== Segment start ==

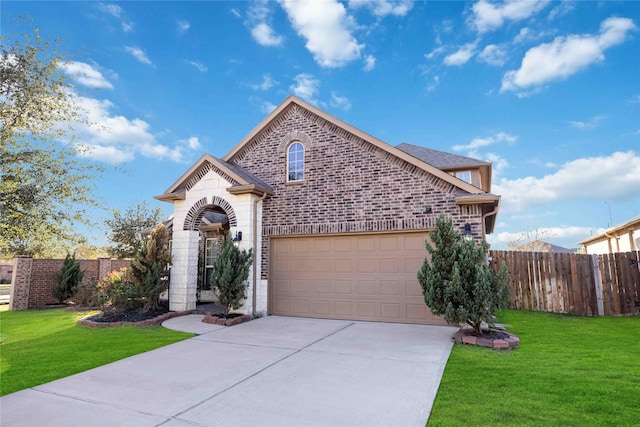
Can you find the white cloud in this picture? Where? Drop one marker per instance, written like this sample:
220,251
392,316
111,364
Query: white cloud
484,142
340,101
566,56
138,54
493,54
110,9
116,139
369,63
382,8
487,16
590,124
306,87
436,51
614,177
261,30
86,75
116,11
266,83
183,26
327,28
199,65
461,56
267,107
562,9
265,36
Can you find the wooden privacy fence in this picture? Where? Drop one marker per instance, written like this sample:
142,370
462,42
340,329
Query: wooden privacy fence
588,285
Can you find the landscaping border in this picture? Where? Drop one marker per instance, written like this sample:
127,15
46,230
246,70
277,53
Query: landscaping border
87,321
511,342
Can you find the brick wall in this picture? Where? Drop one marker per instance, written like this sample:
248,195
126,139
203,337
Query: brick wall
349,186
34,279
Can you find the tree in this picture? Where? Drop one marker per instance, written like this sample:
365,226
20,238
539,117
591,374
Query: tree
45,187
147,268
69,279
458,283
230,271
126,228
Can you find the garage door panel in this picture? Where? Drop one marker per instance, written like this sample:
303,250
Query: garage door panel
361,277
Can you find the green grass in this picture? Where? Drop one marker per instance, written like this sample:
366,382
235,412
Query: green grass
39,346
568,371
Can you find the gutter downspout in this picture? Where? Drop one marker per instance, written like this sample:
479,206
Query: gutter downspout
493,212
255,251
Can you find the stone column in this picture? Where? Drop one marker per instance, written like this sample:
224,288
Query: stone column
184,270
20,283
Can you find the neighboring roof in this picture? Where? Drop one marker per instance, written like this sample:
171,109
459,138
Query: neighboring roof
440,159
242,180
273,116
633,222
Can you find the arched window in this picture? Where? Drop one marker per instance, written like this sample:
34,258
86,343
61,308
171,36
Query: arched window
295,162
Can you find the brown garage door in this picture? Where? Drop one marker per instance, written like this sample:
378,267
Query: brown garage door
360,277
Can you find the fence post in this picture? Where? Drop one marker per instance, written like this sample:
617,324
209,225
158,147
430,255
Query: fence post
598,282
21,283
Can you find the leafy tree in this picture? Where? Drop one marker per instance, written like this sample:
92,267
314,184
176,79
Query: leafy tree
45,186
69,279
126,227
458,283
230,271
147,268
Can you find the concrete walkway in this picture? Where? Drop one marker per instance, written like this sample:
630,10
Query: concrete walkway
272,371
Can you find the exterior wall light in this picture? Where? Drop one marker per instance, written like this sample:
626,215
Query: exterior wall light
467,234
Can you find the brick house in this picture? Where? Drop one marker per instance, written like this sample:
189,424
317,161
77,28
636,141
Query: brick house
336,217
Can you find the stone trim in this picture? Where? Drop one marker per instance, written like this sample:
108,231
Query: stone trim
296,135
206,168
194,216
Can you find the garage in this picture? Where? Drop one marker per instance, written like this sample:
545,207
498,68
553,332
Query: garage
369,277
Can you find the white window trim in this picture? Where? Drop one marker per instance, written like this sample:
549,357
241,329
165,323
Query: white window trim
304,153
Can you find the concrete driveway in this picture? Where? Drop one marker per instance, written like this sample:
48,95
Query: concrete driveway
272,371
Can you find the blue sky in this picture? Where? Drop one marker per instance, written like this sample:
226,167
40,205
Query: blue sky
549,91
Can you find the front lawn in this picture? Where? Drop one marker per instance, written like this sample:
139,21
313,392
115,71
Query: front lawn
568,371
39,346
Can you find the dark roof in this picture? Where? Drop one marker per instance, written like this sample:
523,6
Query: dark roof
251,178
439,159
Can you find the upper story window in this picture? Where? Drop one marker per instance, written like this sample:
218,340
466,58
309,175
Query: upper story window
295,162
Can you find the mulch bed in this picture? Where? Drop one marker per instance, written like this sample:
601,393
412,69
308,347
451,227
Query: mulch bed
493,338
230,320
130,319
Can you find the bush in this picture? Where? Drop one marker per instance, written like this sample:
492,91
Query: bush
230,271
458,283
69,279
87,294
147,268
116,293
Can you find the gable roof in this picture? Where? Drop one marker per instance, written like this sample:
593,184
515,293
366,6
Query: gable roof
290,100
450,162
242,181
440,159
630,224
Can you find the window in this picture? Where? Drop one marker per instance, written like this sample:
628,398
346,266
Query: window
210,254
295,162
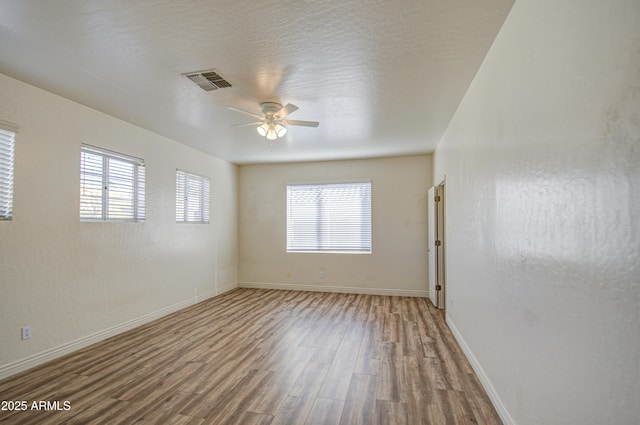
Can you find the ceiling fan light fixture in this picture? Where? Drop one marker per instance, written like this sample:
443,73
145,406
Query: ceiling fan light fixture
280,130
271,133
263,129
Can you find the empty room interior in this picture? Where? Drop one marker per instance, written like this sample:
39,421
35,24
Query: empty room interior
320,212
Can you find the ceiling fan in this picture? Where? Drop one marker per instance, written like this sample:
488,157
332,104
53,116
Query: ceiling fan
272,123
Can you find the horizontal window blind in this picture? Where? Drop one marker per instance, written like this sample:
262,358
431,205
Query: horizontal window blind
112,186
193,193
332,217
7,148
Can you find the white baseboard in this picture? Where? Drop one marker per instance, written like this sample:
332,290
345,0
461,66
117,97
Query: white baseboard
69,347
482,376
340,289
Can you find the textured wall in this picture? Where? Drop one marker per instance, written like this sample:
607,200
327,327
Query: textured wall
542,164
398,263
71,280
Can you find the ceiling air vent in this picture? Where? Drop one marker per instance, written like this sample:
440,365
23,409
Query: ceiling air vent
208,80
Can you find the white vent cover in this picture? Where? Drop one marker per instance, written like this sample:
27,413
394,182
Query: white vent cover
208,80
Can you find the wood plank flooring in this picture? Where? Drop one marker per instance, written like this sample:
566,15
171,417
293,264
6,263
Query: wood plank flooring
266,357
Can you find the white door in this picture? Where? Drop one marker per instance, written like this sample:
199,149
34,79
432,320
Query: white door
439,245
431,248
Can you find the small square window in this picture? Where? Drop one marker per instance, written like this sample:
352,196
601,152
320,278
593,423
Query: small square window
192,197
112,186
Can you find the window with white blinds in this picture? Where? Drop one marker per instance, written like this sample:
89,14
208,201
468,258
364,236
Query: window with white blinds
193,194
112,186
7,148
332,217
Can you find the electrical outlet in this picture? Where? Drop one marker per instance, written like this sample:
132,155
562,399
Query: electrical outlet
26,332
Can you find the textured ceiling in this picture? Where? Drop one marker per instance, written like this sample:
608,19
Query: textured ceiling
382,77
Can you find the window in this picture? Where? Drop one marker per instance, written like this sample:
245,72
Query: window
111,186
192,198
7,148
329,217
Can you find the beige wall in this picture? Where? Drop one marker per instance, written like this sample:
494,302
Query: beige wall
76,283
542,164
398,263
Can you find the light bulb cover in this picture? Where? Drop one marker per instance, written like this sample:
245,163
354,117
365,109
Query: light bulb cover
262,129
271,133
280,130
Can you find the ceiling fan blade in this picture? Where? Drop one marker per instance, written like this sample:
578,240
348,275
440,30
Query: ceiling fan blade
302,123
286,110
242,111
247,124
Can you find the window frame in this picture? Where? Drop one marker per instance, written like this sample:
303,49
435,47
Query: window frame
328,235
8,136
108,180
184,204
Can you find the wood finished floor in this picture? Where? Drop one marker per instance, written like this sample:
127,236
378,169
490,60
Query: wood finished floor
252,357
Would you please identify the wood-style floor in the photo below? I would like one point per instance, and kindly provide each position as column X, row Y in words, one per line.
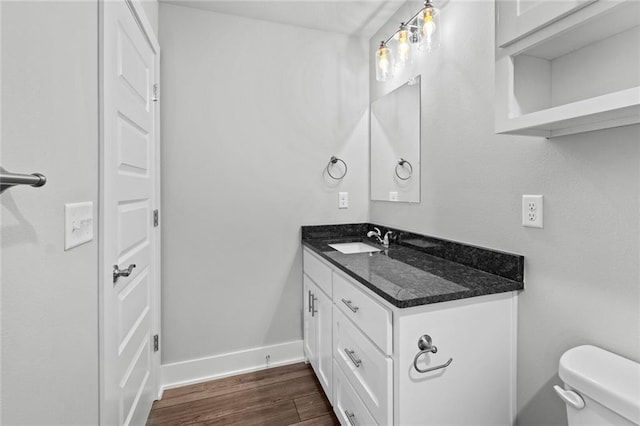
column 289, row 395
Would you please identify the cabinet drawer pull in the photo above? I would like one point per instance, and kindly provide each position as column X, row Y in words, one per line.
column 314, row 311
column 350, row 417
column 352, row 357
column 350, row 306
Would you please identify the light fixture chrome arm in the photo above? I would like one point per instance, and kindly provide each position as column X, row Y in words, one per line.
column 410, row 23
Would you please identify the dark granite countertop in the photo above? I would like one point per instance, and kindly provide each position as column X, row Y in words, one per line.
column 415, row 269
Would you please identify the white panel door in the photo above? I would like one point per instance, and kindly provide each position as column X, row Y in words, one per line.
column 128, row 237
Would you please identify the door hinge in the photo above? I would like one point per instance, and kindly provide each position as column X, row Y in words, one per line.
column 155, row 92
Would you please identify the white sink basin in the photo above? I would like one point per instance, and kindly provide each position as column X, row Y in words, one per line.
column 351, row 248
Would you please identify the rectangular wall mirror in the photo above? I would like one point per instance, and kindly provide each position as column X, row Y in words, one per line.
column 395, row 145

== Segment end ==

[TASK GOAL]:
Produce only the lines from the line containing "Can you find the empty" through the line containing "Can you find the white vent", inclusive of both, exactly as they stand in the entries above.

[OUTPUT FOR THIS TASK]:
Can you find the empty room interior in this picture? Where? Drop one marker per instance, written like this sample:
39,421
35,24
Query: empty room interior
320,212
Can you find the ceiling fan in this picture? Where? Drop one marker per instance, written like this sample:
488,157
332,104
53,116
Query: ceiling fan
272,123
Can you find the horizontal window blind in this picture? Where? Drop one marker per instance, written like this sample:
262,358
431,205
Query: horizontal window blind
112,186
193,193
332,217
7,148
Can you find the white baseboard in this picture? Where? Drop one marker per instance, written like this sample:
332,290
345,0
461,66
117,97
Query: white baseboard
69,347
482,376
340,289
Can you find the textured wall in this picture? Where? Drop one marker per instance, written like this sample:
607,200
327,327
Query: textured wall
542,164
398,263
71,280
Can you find the ceiling air vent in this picture? Where? Drop one marker per instance, written like this sample:
440,365
23,409
Query: ceiling air vent
208,80
Can you find the white vent cover in this picture? Where? Drop one marker per instance, written like this sample:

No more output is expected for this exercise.